Lehrstuhl für Raumentwicklung

Luftliniendistanzen zwischen Arbeits- und Wohnort einer Gruppe von 7.000 Befragten im Raum München

Raumentwicklung ist Produkt aus dem Zusammentreffen von territorialer und funktionaler Logik. Auf der einen Seite stehen die Zielvorstellungen und Handlungen der öffentlichen Hand. Auf der anderen Seite existieren funktionale Entwicklungstreiber und daraus abgeleitete Standortanforderungen der privaten Haushalte und Unternehmen. Das Aufeinandertreffen und Überlagern beider Logiken lässt sowohl Befruchtungen als auch Konflikte entstehen, die sich im Raum ablesen lassen. Aus einer sozialwissenschaftlich und städtebaulich geprägten Perspektive begreifen wir diese Prozesse als konstitutiv für Forschung, Lehre und Dienstleistung in der Fakultät für Architektur. Öffentliches und privates Handeln müssen in ihrem wechselseitig bedingten Wirkungsgefüge analysiert werden, was zu unterschiedlichen räumlichen Analyseebenen führt. Ziel ist es, die Voraussetzungen und Auswirkungen städtebaulicher Eingriffe auf unterschiedlichen Maßstabsebenen besser zu verstehen und die Ressourcen und Potentiale für die Standortentwicklung in ihrer Interaktion zu begreifen.

Der Lehrstuhl legt einen Schwerpunkt auf die Betrachtung von Metropolregionen europäischen Zuschnitts, "Mega-City Regions", die durch die funktionale Vernetzung von Standorten in einer Region entstehen. Sie bilden in der sich ausbreitenden Wissensökonomie die Schnittstelle zwischen globalen Netzwerken und lokalen innovativen Milieus. Als funktionale und räumliche Einheit leisten sie einen wesentlichen Beitrag, um metropolitane Lebens- und Wirtschaftsräume langfristig zukunftsfähig zu gestalten.

— Bereitgestellte Zeilen —
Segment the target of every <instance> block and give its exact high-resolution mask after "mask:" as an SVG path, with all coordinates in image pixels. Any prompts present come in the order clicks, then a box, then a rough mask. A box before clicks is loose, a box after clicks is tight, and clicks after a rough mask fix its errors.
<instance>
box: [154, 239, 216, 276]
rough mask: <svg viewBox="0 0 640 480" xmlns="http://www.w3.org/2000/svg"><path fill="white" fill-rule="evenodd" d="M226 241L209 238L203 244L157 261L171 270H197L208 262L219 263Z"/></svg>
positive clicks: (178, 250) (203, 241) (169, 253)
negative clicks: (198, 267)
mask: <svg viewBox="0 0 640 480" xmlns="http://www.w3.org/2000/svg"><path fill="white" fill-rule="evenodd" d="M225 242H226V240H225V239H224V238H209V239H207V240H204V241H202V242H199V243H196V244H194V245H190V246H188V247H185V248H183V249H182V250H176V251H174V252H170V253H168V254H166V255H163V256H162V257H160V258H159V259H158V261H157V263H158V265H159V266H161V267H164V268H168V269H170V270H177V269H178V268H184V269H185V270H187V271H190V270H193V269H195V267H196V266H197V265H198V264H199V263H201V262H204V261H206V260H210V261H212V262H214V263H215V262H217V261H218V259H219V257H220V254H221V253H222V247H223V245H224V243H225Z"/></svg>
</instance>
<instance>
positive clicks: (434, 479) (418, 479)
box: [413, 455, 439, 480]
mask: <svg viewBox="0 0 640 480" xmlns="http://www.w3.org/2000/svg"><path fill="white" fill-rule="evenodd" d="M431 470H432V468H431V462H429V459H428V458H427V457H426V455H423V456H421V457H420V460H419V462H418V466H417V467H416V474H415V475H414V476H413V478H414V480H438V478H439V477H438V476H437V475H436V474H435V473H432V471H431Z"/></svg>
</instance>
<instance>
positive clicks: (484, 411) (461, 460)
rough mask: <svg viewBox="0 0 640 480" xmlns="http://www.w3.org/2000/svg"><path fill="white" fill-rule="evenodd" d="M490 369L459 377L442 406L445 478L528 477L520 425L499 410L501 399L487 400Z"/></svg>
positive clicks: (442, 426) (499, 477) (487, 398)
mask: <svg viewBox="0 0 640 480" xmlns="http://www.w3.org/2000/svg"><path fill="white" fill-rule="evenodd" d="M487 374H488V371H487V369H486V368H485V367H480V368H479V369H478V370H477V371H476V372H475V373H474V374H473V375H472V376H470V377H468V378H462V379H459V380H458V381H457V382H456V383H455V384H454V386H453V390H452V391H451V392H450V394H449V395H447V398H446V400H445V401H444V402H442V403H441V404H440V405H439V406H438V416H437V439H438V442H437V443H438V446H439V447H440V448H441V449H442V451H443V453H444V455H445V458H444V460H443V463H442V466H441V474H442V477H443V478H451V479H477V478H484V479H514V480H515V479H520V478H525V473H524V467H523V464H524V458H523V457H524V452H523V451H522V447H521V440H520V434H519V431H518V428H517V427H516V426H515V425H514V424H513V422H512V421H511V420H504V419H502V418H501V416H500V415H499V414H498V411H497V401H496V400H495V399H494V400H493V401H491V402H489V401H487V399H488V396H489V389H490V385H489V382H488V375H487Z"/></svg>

— Aufgabe 1 —
Welche drei Bereiche der Fakultät für Architektur nennt der Textauszug, für die die beschriebenen Prozesse konstitutiv sind?
— Aufgabe 2 —
Prüfen Sie, ob die folgenden Aussagen mit dem Textauszug übereinstimmen, und belegen Sie jede Antwort mit einem wörtlichen Zitat. (a) Der Lehrstuhl setzt einen Schwerpunkt auf Metropolregionen europäischen Zuschnitts. (b) Das Aufeinandertreffen der beiden Logiken führt ausschließlich zu Konflikten. (c) Die Gruppe der Befragten im Raum München umfasst 7.000 Personen.
Die Zeilen werden zur Bearbeitung nicht benötigt.

— Antwortfeld 1 —
Forschung, Lehre, Dienstleistung

— Antwortfeld 2 —
(a) Ja: „Der Lehrstuhl legt einen Schwerpunkt auf die Betrachtung von Metropolregionen europäischen Zuschnitts“
(b) Nein: „lässt sowohl Befruchtungen als auch Konflikte entstehen“
(c) Ja: „einer Gruppe von 7.000 Befragten im Raum München“